## What you have to do
Faithfully repeat each entry below, minus the pictures.

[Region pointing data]
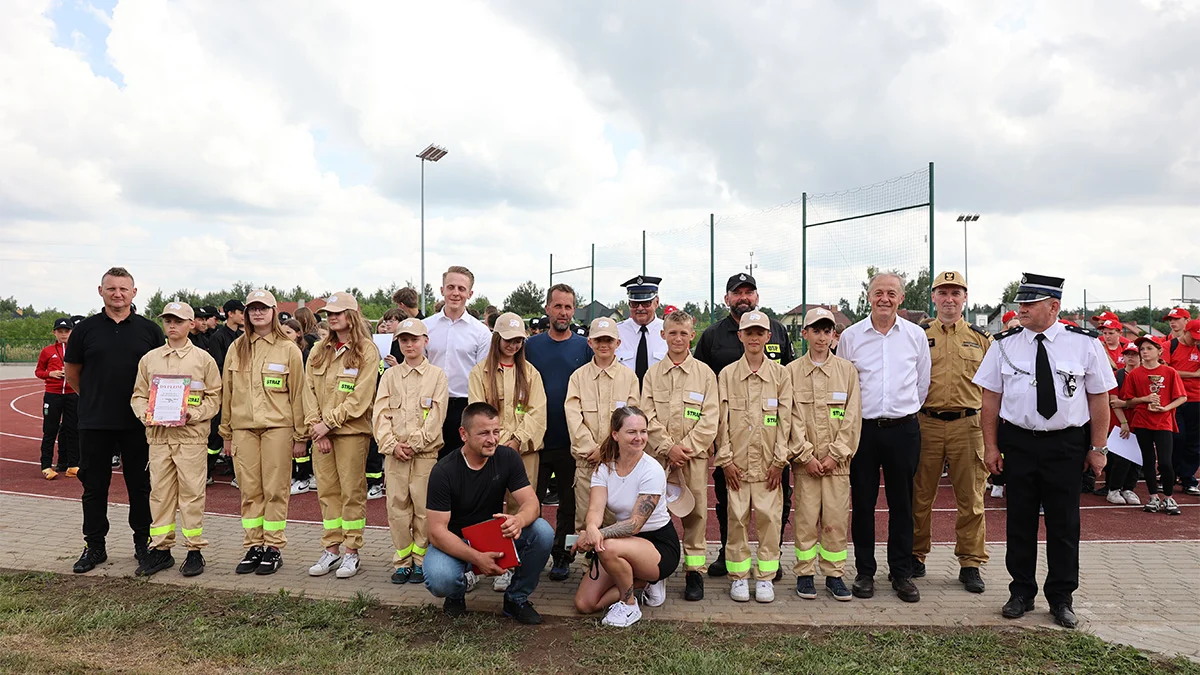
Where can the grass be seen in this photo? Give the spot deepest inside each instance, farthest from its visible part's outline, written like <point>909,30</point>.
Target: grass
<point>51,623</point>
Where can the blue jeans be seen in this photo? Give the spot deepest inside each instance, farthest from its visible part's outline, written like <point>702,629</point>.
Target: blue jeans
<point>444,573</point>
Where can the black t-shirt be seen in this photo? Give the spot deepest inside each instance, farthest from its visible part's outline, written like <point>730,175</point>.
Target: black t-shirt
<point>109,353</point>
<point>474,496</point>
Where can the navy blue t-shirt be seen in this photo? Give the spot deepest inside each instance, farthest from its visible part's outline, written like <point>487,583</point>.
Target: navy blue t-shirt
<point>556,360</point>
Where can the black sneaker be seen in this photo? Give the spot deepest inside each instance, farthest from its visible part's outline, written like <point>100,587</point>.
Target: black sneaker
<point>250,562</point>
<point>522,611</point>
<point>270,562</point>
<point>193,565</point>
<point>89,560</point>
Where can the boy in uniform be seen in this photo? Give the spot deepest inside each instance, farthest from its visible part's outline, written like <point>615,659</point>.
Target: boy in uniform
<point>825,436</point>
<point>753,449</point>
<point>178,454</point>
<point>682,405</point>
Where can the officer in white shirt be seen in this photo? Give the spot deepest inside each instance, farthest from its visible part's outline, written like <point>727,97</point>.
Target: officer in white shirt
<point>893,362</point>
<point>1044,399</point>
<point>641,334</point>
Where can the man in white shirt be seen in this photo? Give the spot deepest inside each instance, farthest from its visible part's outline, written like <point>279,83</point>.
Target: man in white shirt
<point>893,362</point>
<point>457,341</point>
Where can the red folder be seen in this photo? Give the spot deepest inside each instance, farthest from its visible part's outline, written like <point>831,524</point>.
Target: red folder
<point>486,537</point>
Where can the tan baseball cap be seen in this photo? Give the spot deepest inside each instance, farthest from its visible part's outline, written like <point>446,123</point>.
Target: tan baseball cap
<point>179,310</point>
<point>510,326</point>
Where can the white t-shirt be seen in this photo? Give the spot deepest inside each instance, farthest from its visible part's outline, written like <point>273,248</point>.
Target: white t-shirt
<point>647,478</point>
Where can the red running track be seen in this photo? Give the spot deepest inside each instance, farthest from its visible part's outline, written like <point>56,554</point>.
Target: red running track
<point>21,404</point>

## Answer to this problem
Where can the grass be seen in this photo? Give the spot deepest inside each instance, farthest from its visible part's outline, written like <point>909,30</point>.
Target: grass
<point>51,623</point>
Where can the blue jeans be seen in this photo? Give the spot deepest inside each instance, farthest from its visible part's outline, written like <point>702,629</point>.
Target: blue jeans
<point>444,573</point>
Where can the black t-shirt be seen in this photo? Give the spot deepest inside each instance, farthest from its visible part's outline, written like <point>730,175</point>.
Target: black t-shirt
<point>109,353</point>
<point>474,496</point>
Where can the navy blue t-shirt be seen in this photo? Give the spot deepest inside each instance, farthest from its visible part's outline, written like <point>487,583</point>.
Target: navy blue t-shirt
<point>556,360</point>
Where can the black sneaker be seen in this photo? Give the spot deepest inside each instance, farthest from its visible part's outline, written like <point>100,587</point>.
Target: black sneaker
<point>250,562</point>
<point>522,611</point>
<point>270,562</point>
<point>193,565</point>
<point>89,560</point>
Where can the boy in uniform be seen in this photo? Give the spot deepest inside each instance, farthest from its visible part's outline, written like <point>615,659</point>.
Target: boy in uniform
<point>825,436</point>
<point>753,449</point>
<point>178,454</point>
<point>682,405</point>
Where can the officer in white shirt be seen in this photo? Give the spot deepest inside each instance, farthest from its visible part's outline, written like <point>727,97</point>.
Target: officer in white shirt
<point>893,362</point>
<point>1044,399</point>
<point>641,334</point>
Where can the man in white shirt be seen in this photo? Give the spot deepest inside each instance, farthest from its visible part's outline, written like <point>279,83</point>.
Target: man in white shirt
<point>893,362</point>
<point>457,341</point>
Where can the red folder be seen in this photo? Give the spot deepest inside each instance, farthest from its visible part's outline, written like <point>831,524</point>.
Target: red folder
<point>486,537</point>
Where can the tan baseball cap be seen in this photo? Give the spot deepest inside each instance, farthest from its visible part's outline, written like <point>446,123</point>.
Target: tan baseball cap
<point>179,310</point>
<point>510,326</point>
Where can the white t-shirt be seen in this photo? Give the spot deepest inside each instance, farthest from its visible part's outline, written like <point>273,248</point>.
Target: white t-shirt
<point>647,478</point>
Where can the red running track be seen in this photo? Give the spot deepest inside each instance, farthest from its visible part's outline, written like <point>56,554</point>.
Target: red running track
<point>21,404</point>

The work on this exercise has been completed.